■ MIT DEN ANGABEN:
**a)** Beantworten Sie anhand des Dokumentabschnitts über das E-Klasse-Coupé diese Fragen:
(i) An welches Modell erinnern die kräftig ausgestellten hinteren Autobacken?
(ii) Welchen cW-Wert nennt der Hersteller für den Zweitürer?
(iii) Ab welcher Körperlänge droht auf den Plätzen im Fond eine Nackenstarre?
**b)** Fassen Sie den Dokumentabschnitt über das E-Klasse-Coupé in zwei Sätzen zusammen.

■ DOKUMENTABSCHNITT:

-----

Angeblich sollen moderne Autos nicht mehr genug Verführung im Design aufbieten, um wirklich attraktiv zu sein. Diesen Vorwurf muss das neue E-Klassen Coupé nicht beantworten, es muss nur heranrollen und sich betrachten lassen. Coupés dürfen nur existieren, wenn sie schöner sind als die zugehörige Limousine, dieses betört auf den ersten Blick. Die kräftig ausgestellten hinteren Autobacken sind Reminiszenzen an das erste Ponton-Coupé - und machen dem Modell der Gegenwart einen strammen Po. Starke Hüften sind beim Auto kein Nachteil. Dazu kommen die scharf geschnittenen Kanten auf der Haube und der berauschende Schwung des großen Dachbogens, der natürlich von keiner B-Säule gestört wird. Die kompakteren und flacheren Maße und die starke Pfeilung an Heck und Bug bemerkt man beim zweiten Blick. Mit diesen Zutaten gehört das E-Coupé in die Gruppe der "Will Haben"-Spielzeuge für große Jungs.

Dabei müssen diese Jungs nicht schon kurz vor der Rente stehen wie beim großen CLS. Tatsächlich ist dieses Coupé deutlich kompakter als die eigentliche E-Klasse - handelt es sich doch - böse gesagt - um ein "C-Fahrzeug" das mit zig Teilen auf E-Level aufgebohrt wurde.

Ein cW-Wert von 0,24 macht den Zweitürer laut Hersteller zum strömungsgünstigsten Serienauto der Welt. Im Vergleich zur E-Klasse-Limousine ist das Coupé geradezu geschrumpft: Mit 4,70 Meter Länge ist es fast 17 Zentimeter kürzer und fährt auf elf Zentimeter weniger Radstand als der Viertürer. Über die Marketing Überlegungen im Alphabet.Gestammel zwischen C und E kann man spotten, dem Wagen bekommt die bescheidenere Größe. Das große Coupé auf E-Basis, der CLS ist dagegen ein Sternenkreuzer, geboren um zu cruisen. Übersichtlichkeit und Handlichkeit fallen dagegen beim kleineren Modell deutlich sportlicher aus. Das gilt allerdings auch für die Plätze im Fond - sie kann man nur als Not- und Kindersitz betrachten. Hier sieht man deutlich wo der fehlende Radstand geblieben ist. Vernünftigerweise gibt es keine Türen hinten wie beim CLS. Ab 180 cm Körperlänge droht ohnehin eine Nackenstarre. Wer Kinder und Karre mitnehmen möchte, sollte sich nach einer anderen Bauform umsehen. Das kleine E-Coupé kommt dafür einer sportlich- jugendlichen Kundschaft entgegen. Die Tuner werden aus diesem Modell hochedle Krawallkisten herstellen können.

-----

■ DATENAUSZÜGE:
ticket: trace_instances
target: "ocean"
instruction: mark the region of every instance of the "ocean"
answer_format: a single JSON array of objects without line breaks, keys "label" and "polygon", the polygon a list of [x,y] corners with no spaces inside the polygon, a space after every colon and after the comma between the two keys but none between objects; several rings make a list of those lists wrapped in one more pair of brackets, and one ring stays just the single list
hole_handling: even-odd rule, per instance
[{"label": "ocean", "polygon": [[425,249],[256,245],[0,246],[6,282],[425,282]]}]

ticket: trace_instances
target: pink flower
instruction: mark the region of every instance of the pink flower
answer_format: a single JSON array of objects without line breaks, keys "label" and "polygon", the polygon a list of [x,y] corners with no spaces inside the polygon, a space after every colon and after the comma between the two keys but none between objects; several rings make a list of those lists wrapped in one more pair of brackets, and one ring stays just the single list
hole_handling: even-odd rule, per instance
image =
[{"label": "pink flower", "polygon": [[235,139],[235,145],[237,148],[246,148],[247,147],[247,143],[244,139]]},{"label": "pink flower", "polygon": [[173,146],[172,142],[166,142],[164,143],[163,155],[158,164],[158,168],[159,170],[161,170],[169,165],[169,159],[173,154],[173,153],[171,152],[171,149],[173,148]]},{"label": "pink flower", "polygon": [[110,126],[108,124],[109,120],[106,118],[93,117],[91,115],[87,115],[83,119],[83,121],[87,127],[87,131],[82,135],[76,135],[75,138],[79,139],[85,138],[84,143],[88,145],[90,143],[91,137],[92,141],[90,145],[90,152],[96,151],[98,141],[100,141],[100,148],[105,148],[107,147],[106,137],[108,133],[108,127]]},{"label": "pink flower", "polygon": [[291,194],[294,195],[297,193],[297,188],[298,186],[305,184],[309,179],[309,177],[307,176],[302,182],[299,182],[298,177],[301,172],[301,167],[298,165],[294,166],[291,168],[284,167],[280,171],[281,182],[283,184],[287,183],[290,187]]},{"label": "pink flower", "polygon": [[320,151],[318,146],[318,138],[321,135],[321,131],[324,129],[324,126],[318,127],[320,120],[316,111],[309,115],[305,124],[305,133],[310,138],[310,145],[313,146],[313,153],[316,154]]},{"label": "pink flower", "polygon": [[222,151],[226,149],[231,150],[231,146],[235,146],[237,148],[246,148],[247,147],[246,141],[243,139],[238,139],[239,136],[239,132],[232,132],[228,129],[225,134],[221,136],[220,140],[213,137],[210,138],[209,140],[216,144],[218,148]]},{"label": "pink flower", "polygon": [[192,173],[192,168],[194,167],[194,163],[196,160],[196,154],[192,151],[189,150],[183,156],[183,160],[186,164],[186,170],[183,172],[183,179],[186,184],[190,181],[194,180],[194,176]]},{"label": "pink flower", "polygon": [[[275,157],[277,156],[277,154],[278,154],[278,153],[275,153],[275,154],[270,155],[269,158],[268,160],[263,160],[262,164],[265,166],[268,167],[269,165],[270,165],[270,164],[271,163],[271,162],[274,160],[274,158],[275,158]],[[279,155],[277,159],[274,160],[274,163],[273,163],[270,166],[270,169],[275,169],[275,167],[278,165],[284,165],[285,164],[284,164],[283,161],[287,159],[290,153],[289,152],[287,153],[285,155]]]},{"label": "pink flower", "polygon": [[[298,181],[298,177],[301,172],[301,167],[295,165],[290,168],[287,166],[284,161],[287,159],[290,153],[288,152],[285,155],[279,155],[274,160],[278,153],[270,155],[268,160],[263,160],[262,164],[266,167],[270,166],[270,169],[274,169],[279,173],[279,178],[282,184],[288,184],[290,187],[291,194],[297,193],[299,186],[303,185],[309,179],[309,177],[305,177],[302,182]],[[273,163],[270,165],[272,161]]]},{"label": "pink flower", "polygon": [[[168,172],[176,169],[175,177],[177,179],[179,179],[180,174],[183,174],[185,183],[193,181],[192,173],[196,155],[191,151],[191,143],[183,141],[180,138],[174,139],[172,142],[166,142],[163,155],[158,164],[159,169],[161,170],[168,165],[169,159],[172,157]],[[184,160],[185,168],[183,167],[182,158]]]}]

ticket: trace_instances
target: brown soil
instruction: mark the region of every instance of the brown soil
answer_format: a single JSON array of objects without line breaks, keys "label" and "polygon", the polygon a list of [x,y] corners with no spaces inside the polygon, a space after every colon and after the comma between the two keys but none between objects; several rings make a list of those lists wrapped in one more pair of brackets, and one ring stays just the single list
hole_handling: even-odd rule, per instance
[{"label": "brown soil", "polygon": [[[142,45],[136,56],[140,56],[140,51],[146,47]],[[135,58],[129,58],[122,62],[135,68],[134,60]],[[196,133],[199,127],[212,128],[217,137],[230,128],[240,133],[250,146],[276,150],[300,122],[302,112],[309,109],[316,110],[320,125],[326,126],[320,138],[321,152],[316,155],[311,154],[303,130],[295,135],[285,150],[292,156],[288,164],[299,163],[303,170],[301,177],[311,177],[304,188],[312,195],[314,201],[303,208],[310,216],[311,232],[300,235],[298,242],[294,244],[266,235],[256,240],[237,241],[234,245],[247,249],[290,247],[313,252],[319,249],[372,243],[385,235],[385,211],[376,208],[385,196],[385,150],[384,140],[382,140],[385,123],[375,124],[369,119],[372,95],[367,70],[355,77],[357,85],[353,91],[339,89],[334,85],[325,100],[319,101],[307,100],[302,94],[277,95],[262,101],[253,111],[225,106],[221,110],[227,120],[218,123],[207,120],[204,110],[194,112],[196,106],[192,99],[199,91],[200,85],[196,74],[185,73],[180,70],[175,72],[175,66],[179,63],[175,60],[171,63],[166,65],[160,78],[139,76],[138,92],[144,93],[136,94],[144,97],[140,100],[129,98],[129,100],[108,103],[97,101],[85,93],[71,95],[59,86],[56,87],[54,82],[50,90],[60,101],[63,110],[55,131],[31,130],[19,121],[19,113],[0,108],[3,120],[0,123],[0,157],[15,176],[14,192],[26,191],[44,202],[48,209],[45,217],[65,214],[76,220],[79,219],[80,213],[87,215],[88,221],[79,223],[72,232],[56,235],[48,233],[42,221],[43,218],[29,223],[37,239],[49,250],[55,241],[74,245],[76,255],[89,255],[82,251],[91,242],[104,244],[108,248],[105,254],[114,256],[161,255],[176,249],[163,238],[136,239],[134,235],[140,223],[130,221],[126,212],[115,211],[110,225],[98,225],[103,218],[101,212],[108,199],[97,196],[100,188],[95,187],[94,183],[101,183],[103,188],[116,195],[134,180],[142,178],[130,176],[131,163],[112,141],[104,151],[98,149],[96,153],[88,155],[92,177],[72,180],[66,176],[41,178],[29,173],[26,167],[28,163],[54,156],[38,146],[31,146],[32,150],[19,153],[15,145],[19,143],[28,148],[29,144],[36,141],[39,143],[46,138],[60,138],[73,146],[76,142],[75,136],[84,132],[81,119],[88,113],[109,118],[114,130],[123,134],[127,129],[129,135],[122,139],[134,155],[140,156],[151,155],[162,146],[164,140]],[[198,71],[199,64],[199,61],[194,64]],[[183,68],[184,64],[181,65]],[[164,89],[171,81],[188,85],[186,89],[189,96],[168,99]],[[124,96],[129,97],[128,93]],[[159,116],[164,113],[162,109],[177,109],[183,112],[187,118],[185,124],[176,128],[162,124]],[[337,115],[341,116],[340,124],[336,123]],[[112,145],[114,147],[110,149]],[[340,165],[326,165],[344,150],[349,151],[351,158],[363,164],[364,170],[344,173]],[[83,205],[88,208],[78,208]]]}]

-----

■ ANTWORTEN JE AUFGABE:
**a)**
(i) An das erste Ponton-Coupé.
(ii) 0,24.
(iii) Ab 180 cm.

**b)** Das neue E-Klasse-Coupé betört auf den ersten Blick durch ausgestellte hintere Autobacken, die an das erste Ponton-Coupé erinnern, durch scharf geschnittene Kanten auf der Haube und durch einen großen Dachbogen ohne B-Säule. Mit 4,70 Metern ist es fast 17 Zentimeter kürzer als die Limousine und laut Hersteller mit einem cW-Wert von 0,24 das strömungsgünstigste Serienauto der Welt; es ist übersichtlicher und handlicher als der CLS, bietet im Fond aber nur Not- und Kindersitze und kommt einer sportlich-jugendlichen Kundschaft entgegen.